*** Brano citato ***
Aby Warburg è stato certamente uno tra i critici e gli storici dell’arte più eclettici e, al contempo, importanti dei due secoli passati. Il suo nome è legato alla celebre scuola d’arte di Londra e ai numerosi studi sull’arte rinascimentale e manierista italiana; il libro che sta per essere presentato potrebbe tuttavia non rientrare nel canone della letteratura artistica poiché in questo testo (risultato di una conferenza del 1923) l’autore dimostra l’importanza, all’epoca crescente, delle scienze socio-antropologiche.
“Greci nella prateria”. Questo è il titolo di uno dei capitoli della postfazione di Ulrich Raulff (giornalista tedesco e studioso di Aby Warburg) che correda il libro, sicuramente quello che meglio riassume e spiega il significato profondamente junghiano dell’opera.
Per spiegare il significato dei simboli che tappezzano la vecchia Europa, la decisione più saggia sembrò quella dipartire alla volta dell’Arizona: così, armato di fotocamera, Aby Warburg documentò presso il popolo dei Pueblo il culto dell’animale che più ha suggestionato la mente religiosa dell’uomo, il serpente. Ma cosa significa “Greci nella prateria”?
***
*Obiettivo del compito:* Per favore, elenca tutti i nomi di luoghi geografici presenti nel brano su Aby Warburg.
*** Dati estratti ***
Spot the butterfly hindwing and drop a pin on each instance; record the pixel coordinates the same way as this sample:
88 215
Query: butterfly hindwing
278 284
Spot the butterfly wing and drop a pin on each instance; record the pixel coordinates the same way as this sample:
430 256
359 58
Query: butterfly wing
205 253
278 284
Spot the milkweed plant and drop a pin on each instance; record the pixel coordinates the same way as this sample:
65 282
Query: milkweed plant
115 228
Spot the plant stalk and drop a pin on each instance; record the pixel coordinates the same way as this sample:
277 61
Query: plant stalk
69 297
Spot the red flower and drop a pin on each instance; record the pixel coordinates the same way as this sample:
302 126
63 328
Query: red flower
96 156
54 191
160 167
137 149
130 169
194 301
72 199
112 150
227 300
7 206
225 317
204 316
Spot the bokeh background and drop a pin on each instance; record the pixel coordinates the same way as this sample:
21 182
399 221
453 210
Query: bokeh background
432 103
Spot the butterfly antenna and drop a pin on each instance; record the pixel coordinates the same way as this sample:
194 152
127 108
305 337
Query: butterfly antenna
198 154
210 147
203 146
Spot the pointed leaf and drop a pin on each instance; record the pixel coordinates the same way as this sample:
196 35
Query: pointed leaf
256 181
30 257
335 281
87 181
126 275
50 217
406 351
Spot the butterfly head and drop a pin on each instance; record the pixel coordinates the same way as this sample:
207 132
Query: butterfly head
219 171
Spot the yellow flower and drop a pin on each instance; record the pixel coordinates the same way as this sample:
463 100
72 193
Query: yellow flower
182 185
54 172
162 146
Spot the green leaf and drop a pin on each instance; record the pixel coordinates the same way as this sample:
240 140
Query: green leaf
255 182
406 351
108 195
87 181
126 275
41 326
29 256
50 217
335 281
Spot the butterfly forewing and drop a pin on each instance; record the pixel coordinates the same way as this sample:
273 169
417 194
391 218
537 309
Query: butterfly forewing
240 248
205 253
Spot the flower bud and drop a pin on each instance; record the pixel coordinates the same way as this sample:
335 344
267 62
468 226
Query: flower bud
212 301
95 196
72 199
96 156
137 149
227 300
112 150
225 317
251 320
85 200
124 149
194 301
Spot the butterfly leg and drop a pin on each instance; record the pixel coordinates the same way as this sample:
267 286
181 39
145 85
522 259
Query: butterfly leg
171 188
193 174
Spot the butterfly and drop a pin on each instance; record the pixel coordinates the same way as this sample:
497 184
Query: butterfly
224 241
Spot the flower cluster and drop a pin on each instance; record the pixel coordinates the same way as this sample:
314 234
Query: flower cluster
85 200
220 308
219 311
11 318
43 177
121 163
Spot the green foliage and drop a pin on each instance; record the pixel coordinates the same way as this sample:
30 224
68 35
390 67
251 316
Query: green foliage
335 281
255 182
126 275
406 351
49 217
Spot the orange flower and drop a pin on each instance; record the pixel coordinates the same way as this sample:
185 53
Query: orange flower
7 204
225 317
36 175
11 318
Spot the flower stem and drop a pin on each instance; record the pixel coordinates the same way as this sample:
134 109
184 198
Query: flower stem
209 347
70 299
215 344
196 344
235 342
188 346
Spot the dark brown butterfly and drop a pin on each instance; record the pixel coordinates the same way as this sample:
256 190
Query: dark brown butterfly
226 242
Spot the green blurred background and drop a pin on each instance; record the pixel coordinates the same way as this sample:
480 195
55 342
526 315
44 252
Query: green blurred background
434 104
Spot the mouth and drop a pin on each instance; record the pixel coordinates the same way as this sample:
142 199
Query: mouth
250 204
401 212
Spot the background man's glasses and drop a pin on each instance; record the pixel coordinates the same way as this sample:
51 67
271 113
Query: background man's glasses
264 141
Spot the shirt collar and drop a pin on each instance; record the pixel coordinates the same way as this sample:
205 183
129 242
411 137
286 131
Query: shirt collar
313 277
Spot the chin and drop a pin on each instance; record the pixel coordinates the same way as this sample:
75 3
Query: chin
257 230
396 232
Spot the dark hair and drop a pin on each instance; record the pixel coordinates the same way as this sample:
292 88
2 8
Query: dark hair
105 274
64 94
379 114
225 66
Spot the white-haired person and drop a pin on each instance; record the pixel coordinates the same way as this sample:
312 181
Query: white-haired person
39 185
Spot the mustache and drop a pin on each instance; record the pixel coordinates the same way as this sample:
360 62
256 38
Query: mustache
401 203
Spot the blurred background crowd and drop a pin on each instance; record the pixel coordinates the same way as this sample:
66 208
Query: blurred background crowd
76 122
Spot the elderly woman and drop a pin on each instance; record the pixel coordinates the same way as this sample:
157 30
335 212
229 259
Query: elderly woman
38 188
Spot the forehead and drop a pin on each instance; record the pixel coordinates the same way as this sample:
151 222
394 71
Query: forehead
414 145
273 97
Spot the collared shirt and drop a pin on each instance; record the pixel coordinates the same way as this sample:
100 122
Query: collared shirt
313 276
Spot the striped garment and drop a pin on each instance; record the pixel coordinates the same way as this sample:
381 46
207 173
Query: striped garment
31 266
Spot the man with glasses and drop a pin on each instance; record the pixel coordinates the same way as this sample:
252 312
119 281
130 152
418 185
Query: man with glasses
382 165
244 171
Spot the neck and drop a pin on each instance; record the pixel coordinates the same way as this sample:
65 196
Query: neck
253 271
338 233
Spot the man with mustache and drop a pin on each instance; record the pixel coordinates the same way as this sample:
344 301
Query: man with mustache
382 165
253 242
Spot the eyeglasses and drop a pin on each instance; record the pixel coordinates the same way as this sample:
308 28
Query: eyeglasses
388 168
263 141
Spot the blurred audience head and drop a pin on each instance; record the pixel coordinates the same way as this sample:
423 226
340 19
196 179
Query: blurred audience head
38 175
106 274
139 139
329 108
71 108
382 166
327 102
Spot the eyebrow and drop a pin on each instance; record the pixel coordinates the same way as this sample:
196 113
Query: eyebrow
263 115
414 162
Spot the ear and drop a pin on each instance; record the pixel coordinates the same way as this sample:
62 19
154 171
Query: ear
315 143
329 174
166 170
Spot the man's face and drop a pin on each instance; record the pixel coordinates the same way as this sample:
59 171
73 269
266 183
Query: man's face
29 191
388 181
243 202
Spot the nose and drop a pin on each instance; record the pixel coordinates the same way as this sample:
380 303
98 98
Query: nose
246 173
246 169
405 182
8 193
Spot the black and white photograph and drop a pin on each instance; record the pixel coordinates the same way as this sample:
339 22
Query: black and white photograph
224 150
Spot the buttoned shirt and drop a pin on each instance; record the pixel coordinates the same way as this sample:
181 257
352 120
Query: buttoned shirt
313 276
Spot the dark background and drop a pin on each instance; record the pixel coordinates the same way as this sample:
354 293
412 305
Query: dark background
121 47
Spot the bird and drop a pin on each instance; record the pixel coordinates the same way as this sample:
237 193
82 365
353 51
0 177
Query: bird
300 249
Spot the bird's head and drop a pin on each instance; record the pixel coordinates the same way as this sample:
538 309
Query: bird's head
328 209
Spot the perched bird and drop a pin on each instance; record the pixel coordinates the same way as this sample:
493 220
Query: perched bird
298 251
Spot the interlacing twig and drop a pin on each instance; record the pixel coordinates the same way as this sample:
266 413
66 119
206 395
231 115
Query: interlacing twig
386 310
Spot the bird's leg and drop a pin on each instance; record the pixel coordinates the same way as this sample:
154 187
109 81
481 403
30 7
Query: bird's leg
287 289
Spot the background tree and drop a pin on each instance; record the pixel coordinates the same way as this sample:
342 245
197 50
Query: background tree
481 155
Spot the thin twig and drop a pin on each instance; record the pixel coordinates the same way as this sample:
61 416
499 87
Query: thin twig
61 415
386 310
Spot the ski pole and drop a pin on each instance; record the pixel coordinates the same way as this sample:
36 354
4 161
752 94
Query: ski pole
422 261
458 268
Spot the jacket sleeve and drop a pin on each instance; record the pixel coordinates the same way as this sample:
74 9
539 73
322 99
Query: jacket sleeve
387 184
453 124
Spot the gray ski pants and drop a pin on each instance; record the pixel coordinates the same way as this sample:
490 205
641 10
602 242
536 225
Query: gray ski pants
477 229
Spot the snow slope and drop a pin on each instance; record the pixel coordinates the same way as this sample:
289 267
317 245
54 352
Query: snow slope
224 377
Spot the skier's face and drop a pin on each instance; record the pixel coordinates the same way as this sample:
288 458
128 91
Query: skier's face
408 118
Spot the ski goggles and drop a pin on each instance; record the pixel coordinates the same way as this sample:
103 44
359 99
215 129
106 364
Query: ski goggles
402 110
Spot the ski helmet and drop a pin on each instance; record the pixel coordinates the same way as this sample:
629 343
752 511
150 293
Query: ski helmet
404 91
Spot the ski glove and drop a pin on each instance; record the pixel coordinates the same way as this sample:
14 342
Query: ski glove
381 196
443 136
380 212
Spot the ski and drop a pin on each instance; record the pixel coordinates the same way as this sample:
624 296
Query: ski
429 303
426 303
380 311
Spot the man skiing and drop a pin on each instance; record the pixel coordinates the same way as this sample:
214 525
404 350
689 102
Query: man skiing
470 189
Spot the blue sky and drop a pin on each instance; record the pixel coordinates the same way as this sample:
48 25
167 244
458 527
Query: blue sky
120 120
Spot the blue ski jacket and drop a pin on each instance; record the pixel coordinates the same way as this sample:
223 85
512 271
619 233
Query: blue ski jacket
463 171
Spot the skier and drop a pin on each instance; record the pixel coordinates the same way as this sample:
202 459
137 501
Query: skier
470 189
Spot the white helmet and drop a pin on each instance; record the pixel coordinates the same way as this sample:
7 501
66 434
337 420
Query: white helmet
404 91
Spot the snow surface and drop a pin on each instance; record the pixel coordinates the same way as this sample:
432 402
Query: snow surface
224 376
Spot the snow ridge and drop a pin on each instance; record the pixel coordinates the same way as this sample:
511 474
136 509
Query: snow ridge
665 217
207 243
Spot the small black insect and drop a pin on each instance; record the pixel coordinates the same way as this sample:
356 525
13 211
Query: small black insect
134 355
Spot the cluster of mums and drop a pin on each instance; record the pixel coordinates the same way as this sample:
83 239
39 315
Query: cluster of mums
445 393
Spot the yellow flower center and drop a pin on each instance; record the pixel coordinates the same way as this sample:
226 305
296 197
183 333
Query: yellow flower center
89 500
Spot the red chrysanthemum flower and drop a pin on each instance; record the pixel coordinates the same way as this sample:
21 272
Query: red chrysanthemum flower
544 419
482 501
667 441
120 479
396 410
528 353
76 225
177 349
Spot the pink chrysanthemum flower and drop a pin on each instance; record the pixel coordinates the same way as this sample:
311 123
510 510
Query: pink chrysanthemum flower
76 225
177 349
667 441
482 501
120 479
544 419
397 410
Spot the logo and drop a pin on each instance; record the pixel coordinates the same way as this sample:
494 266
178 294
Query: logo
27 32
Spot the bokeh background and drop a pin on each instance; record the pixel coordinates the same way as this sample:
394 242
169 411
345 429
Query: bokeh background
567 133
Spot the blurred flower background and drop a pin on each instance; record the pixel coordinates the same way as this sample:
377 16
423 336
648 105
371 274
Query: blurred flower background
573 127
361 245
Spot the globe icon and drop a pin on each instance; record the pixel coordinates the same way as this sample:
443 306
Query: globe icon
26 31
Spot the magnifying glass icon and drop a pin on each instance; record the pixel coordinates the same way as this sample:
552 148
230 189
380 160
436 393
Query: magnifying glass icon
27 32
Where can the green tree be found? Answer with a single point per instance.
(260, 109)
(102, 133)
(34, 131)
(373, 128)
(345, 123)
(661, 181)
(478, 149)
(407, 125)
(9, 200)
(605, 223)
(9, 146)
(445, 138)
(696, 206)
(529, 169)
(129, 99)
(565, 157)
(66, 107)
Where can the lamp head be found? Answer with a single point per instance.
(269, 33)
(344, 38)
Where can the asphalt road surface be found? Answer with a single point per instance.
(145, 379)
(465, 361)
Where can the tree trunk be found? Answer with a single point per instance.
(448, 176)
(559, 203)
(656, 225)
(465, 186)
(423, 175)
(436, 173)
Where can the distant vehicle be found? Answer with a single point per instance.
***
*Risultato finale:* Londra, Europa, Arizona